### Testo di partenza
========

Il centenario della nascita di Vittorio Nisticò suscita in tanti di noi, che alla sua scuola si sono formati, ricordi carichi di riconoscimento: alla sua bottega abbiamo sperimentato un giornalismo moderno, certamente schierato. Qualcuno lo ha definito “spavaldo e raffinato”. Aggiungerei squattrinato e orgoglioso, in perenne contrapposizione con il potere dal quale era ricambiato spesso con timore, quasi sempre con disprezzo. Tante volte è stato rievocato il clima di quelle esperienze nelle quali si sono formate tre generazioni di giornalisti che poi hanno trasferito nel grande giro nazionale un modello memorabile di tecniche e di saperi professionali.
L’ATTRAZIONE DEL MESTIERE
Non mi fu difficile riconoscere il valore originale del giornalismo dell’Ora quando – passando per le strettoie di una selezione spietata – mi ritrovai in corsa con altri ragazzi precari per vocazione e invisibili per necessità. Tutti uniti dalla fascinosa attrazione del mestiere e presi, quasi intimiditi, dal respiro culturale della redazione. In quella bottega artigianale si confezionava ogni giorno, tra nuvole di fumo e titoli di una genialità monumentale, un giornalismo che mescolava generi solo all’apparenza diversi.
GLI STRILLONI
Al tono a volte “popolare” della cronaca, sul quale si modulava il grido di richiamo degli strilloni (A tutti i pigghiaru), faceva sempre da contraltare il taglio dell’informazione colta nel quale erano preminenti la lettura politica della storia della Sicilia e lo sforzo divulgativo che faceva diventare la cronaca storia e memoria.
L’AUTONOMIA
Malgrado l’editore di riferimento fosse un partito, l’autonomia della linea editoriale era un patrimonio civile e professionale che soprattutto Nisticò, come pure gli altri sette direttori che si sono avvicendati dopo di lui, ha garantito e difeso a volte con brutale ostinazione. Questo presidio di autonomia era fondato su quella che per lui era una “assoluta priorità del ruolo professionale e dei valori del giornalismo”.
DA SCIASCIA A CONSOLO
Quanto fosse lungimirante quel teorema è dimostrato dal fatto che il giornale faceva il grillo parlante con tutti e non subiva ma anzi dettava l’agenda alla politica. Tutto questo facilitò sin dai primi anni Sessanta il rapporto con la cultura e con la borghesia illuminata di Palermo (c’era, e contava tanto) che diede a L’Ora un’apertura di credito riconoscendo l’originalità, minoritaria nella stampa di allora, di una linea incentrata sul primato del giornalismo. Sciascia per primo ne era consapevole. E con lui la schiera di scrittori che faceva la spola con la stanza di Nisticò: da Leonardo Sciascia a Carlo Levi, da Michele Perriera a Vincenzo Consolo.

========

[Estratto da un insieme di dati]
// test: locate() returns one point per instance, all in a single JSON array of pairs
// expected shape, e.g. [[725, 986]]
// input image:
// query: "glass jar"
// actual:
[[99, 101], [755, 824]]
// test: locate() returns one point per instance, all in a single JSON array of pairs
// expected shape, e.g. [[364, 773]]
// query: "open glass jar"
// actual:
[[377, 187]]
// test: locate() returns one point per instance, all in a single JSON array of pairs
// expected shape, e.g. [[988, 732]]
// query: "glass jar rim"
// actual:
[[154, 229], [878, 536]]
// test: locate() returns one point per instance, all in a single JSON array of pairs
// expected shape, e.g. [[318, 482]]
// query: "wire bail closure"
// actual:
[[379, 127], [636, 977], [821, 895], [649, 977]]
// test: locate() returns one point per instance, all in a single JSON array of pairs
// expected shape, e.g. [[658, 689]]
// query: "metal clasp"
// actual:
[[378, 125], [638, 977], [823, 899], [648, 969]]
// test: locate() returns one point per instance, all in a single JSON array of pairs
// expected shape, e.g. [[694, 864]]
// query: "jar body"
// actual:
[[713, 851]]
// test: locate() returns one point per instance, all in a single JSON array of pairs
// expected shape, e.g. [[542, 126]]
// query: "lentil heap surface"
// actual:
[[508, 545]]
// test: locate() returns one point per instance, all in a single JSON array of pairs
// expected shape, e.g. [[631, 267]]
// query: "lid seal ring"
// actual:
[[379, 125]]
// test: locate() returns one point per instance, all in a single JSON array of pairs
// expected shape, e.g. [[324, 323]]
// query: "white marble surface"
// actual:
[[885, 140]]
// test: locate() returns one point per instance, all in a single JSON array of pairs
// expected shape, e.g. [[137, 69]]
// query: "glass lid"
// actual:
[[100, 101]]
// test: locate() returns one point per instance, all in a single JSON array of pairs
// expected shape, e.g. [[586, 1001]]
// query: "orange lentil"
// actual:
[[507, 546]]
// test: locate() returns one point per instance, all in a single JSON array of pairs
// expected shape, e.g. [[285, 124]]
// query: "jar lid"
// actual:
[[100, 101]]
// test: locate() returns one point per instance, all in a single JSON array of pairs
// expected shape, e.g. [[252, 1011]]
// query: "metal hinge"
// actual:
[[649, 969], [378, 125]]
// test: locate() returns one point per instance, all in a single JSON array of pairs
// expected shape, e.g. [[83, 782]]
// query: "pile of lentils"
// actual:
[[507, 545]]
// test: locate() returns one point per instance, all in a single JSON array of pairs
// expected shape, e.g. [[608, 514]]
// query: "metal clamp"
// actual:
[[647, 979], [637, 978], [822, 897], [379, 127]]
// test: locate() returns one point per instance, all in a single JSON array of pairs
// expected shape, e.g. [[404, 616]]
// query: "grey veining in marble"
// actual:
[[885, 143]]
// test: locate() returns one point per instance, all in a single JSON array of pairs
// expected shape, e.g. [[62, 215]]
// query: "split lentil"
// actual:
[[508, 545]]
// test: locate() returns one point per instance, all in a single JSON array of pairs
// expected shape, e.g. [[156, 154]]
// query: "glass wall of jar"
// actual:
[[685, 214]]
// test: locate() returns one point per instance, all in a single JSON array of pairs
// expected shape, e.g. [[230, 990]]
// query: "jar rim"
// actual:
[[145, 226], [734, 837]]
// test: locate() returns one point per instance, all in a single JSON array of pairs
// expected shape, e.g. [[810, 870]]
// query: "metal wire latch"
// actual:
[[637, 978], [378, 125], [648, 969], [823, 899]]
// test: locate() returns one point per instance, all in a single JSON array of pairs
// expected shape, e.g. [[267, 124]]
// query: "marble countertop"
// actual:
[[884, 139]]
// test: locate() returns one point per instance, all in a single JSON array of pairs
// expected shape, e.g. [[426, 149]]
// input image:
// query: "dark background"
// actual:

========

### Compiti
[A] Secondo il testo su Vittorio Nisticò, quanti altri direttori si sono avvicendati alla guida del giornale dopo di lui?
[B] Proseguire il testo su Vittorio Nisticò a partire dall'ultima frase riportata.
Le voci riportate non sono necessarie per svolgere i compiti.

### Risposte per compito
[A] Sette.

[B]
IL VALORE DELL’INCHIESTA
Nelle mani di Nisticò tutto poi diventava inchiesta. Attenzione a non confondere le tecniche di allora basate sulla ricerca originale e sul lavoro di squadra con quelle di oggi che sono spesso tributarie delle fonti e somigliano tanto a “inchieste sulle inchieste”.
IL DESTINO DELL’OPPOSIZIONE
A L’Ora si è investigato prima degli altri non solo sulla mafia ma anche sul costume, sui temi civili, sullo sport, sugli affari, sulla condizione femminile, sul sacco di Palermo, sulla Dc, sui rigurgiti del fascismo. Erano gli strumenti di un mestiere che si muoveva con il gusto della ricerca e il destino dell’opposizione (un concetto che Sciascia associava al ruolo dell’informazione). E per questo gli inviati della stampa nazionale venivano in quegli anni a L’Ora per sfogliare le collezioni dove tutto era stato già scritto.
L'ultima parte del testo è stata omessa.